Objective - Which lines in the entries below contain the string "stone", with case counting? Pick out each of those lines and copy it.

Point labeling entries
------

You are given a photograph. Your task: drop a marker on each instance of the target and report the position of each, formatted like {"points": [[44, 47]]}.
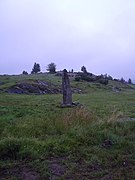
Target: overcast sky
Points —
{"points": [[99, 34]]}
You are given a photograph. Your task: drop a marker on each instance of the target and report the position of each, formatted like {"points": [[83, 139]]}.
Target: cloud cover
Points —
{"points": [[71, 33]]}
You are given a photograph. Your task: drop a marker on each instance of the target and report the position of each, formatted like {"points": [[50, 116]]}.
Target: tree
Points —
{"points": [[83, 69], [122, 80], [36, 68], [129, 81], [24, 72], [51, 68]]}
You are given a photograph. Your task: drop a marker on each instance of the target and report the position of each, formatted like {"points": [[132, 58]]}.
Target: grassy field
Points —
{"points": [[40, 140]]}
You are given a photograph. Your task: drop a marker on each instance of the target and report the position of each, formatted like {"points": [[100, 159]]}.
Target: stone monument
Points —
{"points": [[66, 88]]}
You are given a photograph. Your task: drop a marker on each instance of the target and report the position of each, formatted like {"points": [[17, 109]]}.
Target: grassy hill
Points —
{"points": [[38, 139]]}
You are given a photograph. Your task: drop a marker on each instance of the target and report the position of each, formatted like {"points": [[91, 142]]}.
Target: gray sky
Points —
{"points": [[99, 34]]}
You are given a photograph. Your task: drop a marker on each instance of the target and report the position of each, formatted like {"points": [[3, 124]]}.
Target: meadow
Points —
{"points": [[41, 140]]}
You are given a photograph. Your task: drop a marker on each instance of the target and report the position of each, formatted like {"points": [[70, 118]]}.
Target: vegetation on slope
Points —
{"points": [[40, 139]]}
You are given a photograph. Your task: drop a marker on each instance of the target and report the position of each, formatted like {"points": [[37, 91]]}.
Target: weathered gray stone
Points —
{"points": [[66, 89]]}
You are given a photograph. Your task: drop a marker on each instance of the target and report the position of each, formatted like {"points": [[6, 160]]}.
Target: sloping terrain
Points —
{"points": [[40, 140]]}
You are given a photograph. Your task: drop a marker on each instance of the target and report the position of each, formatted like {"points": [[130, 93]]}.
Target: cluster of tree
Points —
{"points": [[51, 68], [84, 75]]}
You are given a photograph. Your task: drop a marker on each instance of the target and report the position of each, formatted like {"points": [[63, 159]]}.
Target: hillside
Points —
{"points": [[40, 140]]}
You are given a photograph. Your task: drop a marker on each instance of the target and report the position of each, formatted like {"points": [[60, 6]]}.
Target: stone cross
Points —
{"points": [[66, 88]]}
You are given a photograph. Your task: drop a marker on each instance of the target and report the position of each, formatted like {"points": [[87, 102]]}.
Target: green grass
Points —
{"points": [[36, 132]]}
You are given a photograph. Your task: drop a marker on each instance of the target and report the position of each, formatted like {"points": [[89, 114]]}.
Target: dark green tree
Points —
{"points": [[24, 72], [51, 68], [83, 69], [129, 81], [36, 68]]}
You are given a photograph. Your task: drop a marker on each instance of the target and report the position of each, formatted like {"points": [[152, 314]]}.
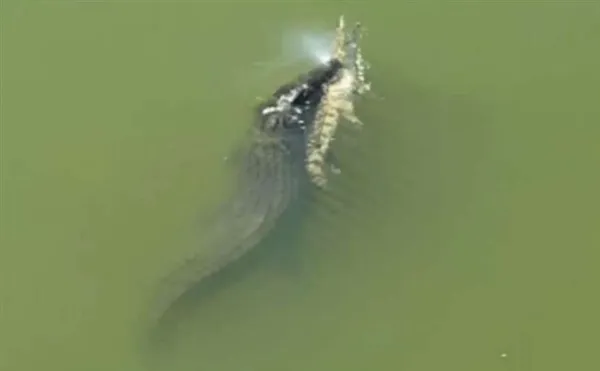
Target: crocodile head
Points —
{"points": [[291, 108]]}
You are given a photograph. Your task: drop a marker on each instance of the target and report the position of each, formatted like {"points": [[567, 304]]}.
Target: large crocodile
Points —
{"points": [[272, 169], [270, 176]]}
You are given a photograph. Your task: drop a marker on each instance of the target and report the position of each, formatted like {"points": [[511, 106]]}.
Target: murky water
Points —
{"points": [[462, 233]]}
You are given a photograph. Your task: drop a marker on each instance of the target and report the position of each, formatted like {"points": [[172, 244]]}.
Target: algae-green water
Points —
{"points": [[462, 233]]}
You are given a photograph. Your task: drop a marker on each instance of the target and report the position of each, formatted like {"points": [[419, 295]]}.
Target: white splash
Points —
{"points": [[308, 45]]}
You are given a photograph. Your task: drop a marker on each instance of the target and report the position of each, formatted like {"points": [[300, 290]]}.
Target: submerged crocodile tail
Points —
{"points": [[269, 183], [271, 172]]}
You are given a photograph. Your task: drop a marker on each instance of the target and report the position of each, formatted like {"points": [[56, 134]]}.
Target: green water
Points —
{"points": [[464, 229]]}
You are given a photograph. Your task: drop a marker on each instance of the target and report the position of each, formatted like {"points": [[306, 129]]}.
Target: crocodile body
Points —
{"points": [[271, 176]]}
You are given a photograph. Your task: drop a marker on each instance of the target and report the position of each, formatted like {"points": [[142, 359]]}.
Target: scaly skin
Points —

------

Full solution -
Target: stone monument
Target: weathered gray stone
Target: stone cross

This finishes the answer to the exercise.